Given records:
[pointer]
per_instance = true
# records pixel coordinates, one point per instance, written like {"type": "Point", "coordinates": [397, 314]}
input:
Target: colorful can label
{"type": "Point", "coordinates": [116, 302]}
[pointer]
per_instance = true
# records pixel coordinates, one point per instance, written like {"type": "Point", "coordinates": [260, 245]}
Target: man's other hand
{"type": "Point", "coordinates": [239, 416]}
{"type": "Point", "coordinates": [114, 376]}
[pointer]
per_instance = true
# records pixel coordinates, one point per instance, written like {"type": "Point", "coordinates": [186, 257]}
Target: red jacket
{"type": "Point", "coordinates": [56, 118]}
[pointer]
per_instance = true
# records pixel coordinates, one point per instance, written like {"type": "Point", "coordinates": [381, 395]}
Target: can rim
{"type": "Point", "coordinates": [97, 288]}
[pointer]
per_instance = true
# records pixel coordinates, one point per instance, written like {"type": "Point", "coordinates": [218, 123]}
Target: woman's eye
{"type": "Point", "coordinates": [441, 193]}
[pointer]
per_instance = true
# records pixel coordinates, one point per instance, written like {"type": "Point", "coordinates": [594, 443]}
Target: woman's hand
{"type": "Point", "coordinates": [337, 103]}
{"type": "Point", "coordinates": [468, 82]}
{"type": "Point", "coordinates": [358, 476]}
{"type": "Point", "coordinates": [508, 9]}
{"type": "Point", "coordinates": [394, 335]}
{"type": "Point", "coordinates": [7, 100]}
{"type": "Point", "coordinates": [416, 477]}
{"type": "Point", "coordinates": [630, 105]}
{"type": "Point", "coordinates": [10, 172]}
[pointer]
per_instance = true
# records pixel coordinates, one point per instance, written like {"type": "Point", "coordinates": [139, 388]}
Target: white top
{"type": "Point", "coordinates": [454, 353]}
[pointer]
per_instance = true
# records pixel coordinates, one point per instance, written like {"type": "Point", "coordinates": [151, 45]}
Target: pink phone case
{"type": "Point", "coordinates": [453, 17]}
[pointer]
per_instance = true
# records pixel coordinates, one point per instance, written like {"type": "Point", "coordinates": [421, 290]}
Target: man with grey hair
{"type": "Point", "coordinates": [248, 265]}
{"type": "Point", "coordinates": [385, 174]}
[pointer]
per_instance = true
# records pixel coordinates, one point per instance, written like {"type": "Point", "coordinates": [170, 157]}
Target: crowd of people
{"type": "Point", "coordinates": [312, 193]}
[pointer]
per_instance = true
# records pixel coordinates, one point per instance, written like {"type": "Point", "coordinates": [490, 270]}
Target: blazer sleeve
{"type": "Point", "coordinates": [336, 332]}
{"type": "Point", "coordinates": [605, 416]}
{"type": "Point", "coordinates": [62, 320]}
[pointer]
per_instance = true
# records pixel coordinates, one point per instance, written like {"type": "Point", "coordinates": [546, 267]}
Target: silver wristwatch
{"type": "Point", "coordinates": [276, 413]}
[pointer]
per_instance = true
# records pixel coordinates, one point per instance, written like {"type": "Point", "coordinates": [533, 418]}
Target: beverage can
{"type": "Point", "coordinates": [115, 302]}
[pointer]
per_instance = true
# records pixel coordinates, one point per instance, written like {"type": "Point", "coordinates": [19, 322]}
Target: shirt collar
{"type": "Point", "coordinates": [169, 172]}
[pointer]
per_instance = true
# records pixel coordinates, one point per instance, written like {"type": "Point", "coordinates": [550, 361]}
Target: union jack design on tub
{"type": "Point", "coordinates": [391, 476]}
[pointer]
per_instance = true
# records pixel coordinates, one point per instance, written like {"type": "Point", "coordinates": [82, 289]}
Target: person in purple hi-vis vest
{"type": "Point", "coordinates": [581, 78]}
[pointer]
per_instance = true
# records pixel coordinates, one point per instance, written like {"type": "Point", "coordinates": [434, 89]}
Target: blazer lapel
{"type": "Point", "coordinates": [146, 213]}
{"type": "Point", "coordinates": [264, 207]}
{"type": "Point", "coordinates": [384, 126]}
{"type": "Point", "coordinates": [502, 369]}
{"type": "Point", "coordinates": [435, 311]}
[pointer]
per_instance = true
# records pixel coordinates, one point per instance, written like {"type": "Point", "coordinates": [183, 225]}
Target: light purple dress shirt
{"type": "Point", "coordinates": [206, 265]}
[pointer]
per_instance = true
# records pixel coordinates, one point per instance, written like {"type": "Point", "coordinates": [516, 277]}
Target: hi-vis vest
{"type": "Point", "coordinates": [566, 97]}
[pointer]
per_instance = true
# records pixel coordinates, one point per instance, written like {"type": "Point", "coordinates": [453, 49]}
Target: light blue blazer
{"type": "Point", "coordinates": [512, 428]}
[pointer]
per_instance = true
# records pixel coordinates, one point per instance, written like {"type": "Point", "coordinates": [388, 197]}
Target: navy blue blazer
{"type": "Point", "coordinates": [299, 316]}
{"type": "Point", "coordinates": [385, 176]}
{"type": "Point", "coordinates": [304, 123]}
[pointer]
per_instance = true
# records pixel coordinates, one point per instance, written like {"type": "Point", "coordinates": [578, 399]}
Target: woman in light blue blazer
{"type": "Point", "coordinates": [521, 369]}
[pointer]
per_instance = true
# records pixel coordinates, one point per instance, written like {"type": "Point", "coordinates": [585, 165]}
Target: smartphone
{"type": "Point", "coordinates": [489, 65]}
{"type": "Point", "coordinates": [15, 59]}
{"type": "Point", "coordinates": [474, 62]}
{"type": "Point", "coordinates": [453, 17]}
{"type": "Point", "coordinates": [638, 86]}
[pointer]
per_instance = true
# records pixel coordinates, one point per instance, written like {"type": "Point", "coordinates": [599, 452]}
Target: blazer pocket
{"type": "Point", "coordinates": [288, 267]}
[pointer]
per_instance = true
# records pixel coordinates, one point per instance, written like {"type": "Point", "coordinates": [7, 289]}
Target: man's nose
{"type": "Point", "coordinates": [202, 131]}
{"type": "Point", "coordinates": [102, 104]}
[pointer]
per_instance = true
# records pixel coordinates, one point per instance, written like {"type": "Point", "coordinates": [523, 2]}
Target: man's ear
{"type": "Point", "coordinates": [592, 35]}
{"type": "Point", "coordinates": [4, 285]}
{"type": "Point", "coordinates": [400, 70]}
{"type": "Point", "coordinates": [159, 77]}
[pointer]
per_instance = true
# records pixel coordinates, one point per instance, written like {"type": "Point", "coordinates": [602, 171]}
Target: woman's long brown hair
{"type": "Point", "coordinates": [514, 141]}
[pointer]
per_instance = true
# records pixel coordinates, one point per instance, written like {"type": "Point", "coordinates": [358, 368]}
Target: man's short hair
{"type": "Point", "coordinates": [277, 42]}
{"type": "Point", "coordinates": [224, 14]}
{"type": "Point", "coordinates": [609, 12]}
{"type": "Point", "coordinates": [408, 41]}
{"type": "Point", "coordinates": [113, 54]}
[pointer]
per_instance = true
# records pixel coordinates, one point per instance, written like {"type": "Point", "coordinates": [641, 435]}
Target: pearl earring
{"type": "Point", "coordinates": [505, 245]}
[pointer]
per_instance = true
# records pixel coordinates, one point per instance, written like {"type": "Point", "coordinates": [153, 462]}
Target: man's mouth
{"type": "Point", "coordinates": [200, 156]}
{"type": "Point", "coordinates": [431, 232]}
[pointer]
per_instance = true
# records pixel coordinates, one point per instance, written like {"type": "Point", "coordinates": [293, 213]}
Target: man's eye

Task brief: Retype all the material exactly as shown.

Exercise answer:
[pointer]
per_instance = true
# records pixel coordinates, one point per instance, written like {"type": "Point", "coordinates": [397, 314]}
input:
Target: colorful can label
{"type": "Point", "coordinates": [116, 302]}
[pointer]
per_instance = true
# records pixel coordinates, one point per instance, written like {"type": "Point", "coordinates": [260, 245]}
Target: man's other hand
{"type": "Point", "coordinates": [239, 416]}
{"type": "Point", "coordinates": [114, 376]}
[pointer]
per_instance = true
# records pixel coordinates, one point per instance, written like {"type": "Point", "coordinates": [186, 257]}
Target: red jacket
{"type": "Point", "coordinates": [56, 118]}
[pointer]
per_instance = true
# records pixel coordinates, one point per instance, written like {"type": "Point", "coordinates": [381, 395]}
Target: can rim
{"type": "Point", "coordinates": [97, 288]}
[pointer]
per_instance = true
# records pixel coordinates, one point per instance, written like {"type": "Point", "coordinates": [218, 123]}
Target: woman's eye
{"type": "Point", "coordinates": [441, 193]}
[pointer]
per_instance = true
# records pixel coordinates, one point per instance, written like {"type": "Point", "coordinates": [594, 443]}
Target: woman's hand
{"type": "Point", "coordinates": [337, 103]}
{"type": "Point", "coordinates": [468, 82]}
{"type": "Point", "coordinates": [358, 476]}
{"type": "Point", "coordinates": [508, 9]}
{"type": "Point", "coordinates": [394, 335]}
{"type": "Point", "coordinates": [7, 100]}
{"type": "Point", "coordinates": [416, 477]}
{"type": "Point", "coordinates": [630, 105]}
{"type": "Point", "coordinates": [10, 172]}
[pointer]
per_instance = true
# records pixel coordinates, one point per instance, written like {"type": "Point", "coordinates": [139, 388]}
Target: white top
{"type": "Point", "coordinates": [454, 353]}
[pointer]
per_instance = true
# records pixel coordinates, one point per instance, written like {"type": "Point", "coordinates": [151, 45]}
Target: pink phone case
{"type": "Point", "coordinates": [453, 17]}
[pointer]
per_instance = true
# records pixel coordinates, one point per instance, written like {"type": "Point", "coordinates": [421, 290]}
Target: man with grey hair
{"type": "Point", "coordinates": [248, 265]}
{"type": "Point", "coordinates": [385, 174]}
[pointer]
per_instance = true
# records pixel coordinates, one point per instance, written like {"type": "Point", "coordinates": [170, 157]}
Target: crowd of people
{"type": "Point", "coordinates": [312, 193]}
[pointer]
per_instance = true
# records pixel coordinates, one point per instance, written like {"type": "Point", "coordinates": [490, 270]}
Target: blazer sleeve
{"type": "Point", "coordinates": [336, 332]}
{"type": "Point", "coordinates": [605, 416]}
{"type": "Point", "coordinates": [62, 320]}
[pointer]
per_instance = true
# records pixel coordinates, one point per instance, written like {"type": "Point", "coordinates": [546, 267]}
Target: silver wristwatch
{"type": "Point", "coordinates": [276, 413]}
[pointer]
per_instance = true
# records pixel coordinates, one point per instance, written like {"type": "Point", "coordinates": [533, 418]}
Target: beverage can
{"type": "Point", "coordinates": [115, 302]}
[pointer]
per_instance = true
# records pixel coordinates, one point per instance, written like {"type": "Point", "coordinates": [19, 322]}
Target: shirt collar
{"type": "Point", "coordinates": [169, 172]}
[pointer]
per_instance = true
# records pixel coordinates, one point per instance, written like {"type": "Point", "coordinates": [550, 361]}
Target: union jack design on tub
{"type": "Point", "coordinates": [391, 476]}
[pointer]
per_instance = true
# records pixel coordinates, one point per instance, written like {"type": "Point", "coordinates": [82, 289]}
Target: person in purple hi-vis vest
{"type": "Point", "coordinates": [581, 78]}
[pointer]
per_instance = true
# records pixel coordinates, one point per instance, written like {"type": "Point", "coordinates": [434, 89]}
Target: blazer lapel
{"type": "Point", "coordinates": [146, 213]}
{"type": "Point", "coordinates": [264, 207]}
{"type": "Point", "coordinates": [384, 126]}
{"type": "Point", "coordinates": [502, 369]}
{"type": "Point", "coordinates": [435, 311]}
[pointer]
per_instance = true
# records pixel coordinates, one point per instance, written like {"type": "Point", "coordinates": [183, 225]}
Target: light purple dress shirt
{"type": "Point", "coordinates": [206, 265]}
[pointer]
per_instance = true
# records pixel coordinates, one point per instance, written like {"type": "Point", "coordinates": [516, 277]}
Target: hi-vis vest
{"type": "Point", "coordinates": [566, 97]}
[pointer]
per_instance = true
# records pixel coordinates, one point per instance, written like {"type": "Point", "coordinates": [453, 49]}
Target: light blue blazer
{"type": "Point", "coordinates": [512, 428]}
[pointer]
per_instance = true
# records pixel coordinates, one point per instance, written like {"type": "Point", "coordinates": [388, 197]}
Target: navy blue blazer
{"type": "Point", "coordinates": [299, 316]}
{"type": "Point", "coordinates": [385, 176]}
{"type": "Point", "coordinates": [304, 123]}
[pointer]
per_instance = true
# records pixel coordinates, one point per instance, written like {"type": "Point", "coordinates": [578, 399]}
Target: woman in light blue blazer
{"type": "Point", "coordinates": [521, 369]}
[pointer]
per_instance = true
# records pixel coordinates, one point per instance, written like {"type": "Point", "coordinates": [585, 165]}
Target: smartphone
{"type": "Point", "coordinates": [489, 65]}
{"type": "Point", "coordinates": [15, 59]}
{"type": "Point", "coordinates": [474, 62]}
{"type": "Point", "coordinates": [453, 17]}
{"type": "Point", "coordinates": [638, 86]}
[pointer]
per_instance = true
# records pixel coordinates, one point per instance, written like {"type": "Point", "coordinates": [599, 452]}
Target: blazer pocket
{"type": "Point", "coordinates": [288, 267]}
[pointer]
per_instance = true
# records pixel coordinates, one point per instance, written like {"type": "Point", "coordinates": [7, 289]}
Target: man's nose
{"type": "Point", "coordinates": [202, 131]}
{"type": "Point", "coordinates": [102, 104]}
[pointer]
per_instance = true
# records pixel coordinates, one point per instance, written like {"type": "Point", "coordinates": [523, 2]}
Target: man's ear
{"type": "Point", "coordinates": [592, 35]}
{"type": "Point", "coordinates": [4, 285]}
{"type": "Point", "coordinates": [400, 70]}
{"type": "Point", "coordinates": [159, 77]}
[pointer]
per_instance = true
# records pixel coordinates, one point per instance, written like {"type": "Point", "coordinates": [602, 171]}
Target: woman's long brown hair
{"type": "Point", "coordinates": [514, 141]}
[pointer]
per_instance = true
# records pixel coordinates, one point per instance, written like {"type": "Point", "coordinates": [358, 368]}
Target: man's short hair
{"type": "Point", "coordinates": [277, 42]}
{"type": "Point", "coordinates": [224, 14]}
{"type": "Point", "coordinates": [609, 12]}
{"type": "Point", "coordinates": [408, 41]}
{"type": "Point", "coordinates": [113, 54]}
[pointer]
per_instance = true
# records pixel coordinates, one point per instance, written like {"type": "Point", "coordinates": [641, 435]}
Target: pearl earring
{"type": "Point", "coordinates": [505, 245]}
[pointer]
per_instance = true
# records pixel coordinates, one point per instance, written like {"type": "Point", "coordinates": [153, 462]}
Target: man's mouth
{"type": "Point", "coordinates": [200, 156]}
{"type": "Point", "coordinates": [431, 232]}
[pointer]
per_instance = true
# records pixel coordinates, one point per instance, written like {"type": "Point", "coordinates": [293, 213]}
Target: man's eye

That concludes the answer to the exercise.